(Extract provided begins)
It's obvious how to fix all that, but nobody wants to pay for it. Nobody wants to pay for pre-natal care or check-ups for toddlers or childhood nutrition or pre-school enrichment programs. Nobody wants to give schools in poor neighborhoods significantly more funding than schools in rich neighborhoods get, even though they need it. Nobody wants to merge their rich school district with the poor school district on the other side of the boundary line. Nobody wants to pay for summer programs or year-round schools. And so on.

It's much easier to blame the schools in poor neighborhoods and claim that lazy teachers are using poverty as an excuse.

But when you compare our schools to a world-class system, like say Finland's, the schools themselves are only part of the story. Finland is a socialist country, so it puts enormous resources into making sure kids don't grow up poor.

8. Super-teachers won't save us. Somebody's study says that great teachers can move a class 1.5 grade-years, while bad teachers might only get half a grade-year of progress. From there comes the notion that three great teachers in a row could completely wipe out the gaps between black and white or rich and poor.
(Extract provided ends)
• **Exercise description**
Reproduce word for word the section of the passage on schools and poverty starting at "It's much easier" and ending at "rich and poor.".
(Data for review begins)
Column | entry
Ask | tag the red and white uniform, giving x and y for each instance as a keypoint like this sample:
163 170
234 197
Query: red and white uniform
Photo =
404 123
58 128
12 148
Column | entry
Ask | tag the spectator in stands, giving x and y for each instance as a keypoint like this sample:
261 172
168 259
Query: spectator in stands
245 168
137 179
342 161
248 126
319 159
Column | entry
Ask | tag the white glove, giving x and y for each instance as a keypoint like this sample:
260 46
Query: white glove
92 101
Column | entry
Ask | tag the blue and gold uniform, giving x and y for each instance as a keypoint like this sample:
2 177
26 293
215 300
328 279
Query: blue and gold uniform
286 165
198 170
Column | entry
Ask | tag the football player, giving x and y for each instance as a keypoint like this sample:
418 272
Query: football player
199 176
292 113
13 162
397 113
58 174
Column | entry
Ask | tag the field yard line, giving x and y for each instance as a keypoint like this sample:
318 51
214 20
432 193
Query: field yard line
(Data for review ends)
• **Exercise answer**
It's much easier to blame the schools in poor neighborhoods and claim that lazy teachers are using poverty as an excuse.

But when you compare our schools to a world-class system, like say Finland's, the schools themselves are only part of the story. Finland is a socialist country, so it puts enormous resources into making sure kids don't grow up poor.

8. Super-teachers won't save us. Somebody's study says that great teachers can move a class 1.5 grade-years, while bad teachers might only get half a grade-year of progress. From there comes the notion that three great teachers in a row could completely wipe out the gaps between black and white or rich and poor.